● **PROBLEM TO WORK ON**
Pick out each line in the records below that contains the string "Target" and copy those lines verbatim, one per line.

*****

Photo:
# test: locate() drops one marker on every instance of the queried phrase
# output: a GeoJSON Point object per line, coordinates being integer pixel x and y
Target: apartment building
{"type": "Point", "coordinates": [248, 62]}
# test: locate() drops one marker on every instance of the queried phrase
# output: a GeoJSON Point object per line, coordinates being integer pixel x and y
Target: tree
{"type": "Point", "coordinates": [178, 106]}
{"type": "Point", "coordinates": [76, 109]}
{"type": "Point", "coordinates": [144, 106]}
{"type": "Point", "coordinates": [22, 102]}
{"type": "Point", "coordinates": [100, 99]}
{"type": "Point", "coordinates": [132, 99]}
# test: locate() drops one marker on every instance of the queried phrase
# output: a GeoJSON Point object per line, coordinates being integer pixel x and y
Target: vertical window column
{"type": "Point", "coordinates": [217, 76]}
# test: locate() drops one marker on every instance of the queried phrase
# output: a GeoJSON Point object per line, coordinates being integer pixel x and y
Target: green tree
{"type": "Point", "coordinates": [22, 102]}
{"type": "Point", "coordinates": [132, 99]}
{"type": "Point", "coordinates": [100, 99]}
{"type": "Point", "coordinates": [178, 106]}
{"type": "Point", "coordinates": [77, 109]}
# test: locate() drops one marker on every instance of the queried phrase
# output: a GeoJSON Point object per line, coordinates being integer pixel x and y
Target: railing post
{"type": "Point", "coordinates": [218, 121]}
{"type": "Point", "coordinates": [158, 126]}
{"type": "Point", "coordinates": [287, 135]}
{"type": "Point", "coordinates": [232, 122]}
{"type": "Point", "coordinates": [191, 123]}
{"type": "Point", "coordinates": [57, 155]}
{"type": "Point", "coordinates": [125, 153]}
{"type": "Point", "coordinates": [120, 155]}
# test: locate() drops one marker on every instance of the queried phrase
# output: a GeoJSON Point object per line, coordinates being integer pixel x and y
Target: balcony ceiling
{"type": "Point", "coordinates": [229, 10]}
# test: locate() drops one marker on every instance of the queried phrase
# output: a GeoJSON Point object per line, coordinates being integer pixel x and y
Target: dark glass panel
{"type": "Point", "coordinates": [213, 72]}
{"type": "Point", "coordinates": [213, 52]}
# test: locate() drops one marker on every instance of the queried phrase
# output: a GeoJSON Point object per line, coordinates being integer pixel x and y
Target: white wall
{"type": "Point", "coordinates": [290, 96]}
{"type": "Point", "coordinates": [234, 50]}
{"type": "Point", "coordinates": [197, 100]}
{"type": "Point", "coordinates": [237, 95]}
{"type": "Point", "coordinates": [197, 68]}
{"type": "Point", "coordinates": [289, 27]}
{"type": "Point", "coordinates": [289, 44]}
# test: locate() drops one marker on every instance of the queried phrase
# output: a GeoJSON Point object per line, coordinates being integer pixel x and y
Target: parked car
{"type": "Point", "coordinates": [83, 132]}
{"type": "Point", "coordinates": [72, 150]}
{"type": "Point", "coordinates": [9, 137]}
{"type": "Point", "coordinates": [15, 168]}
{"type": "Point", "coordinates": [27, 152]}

*****

● **TASK OUTPUT**
Target: apartment building
Target: tree
Target: vertical window column
Target: green tree
Target: railing post
Target: balcony ceiling
Target: dark glass panel
Target: white wall
Target: parked car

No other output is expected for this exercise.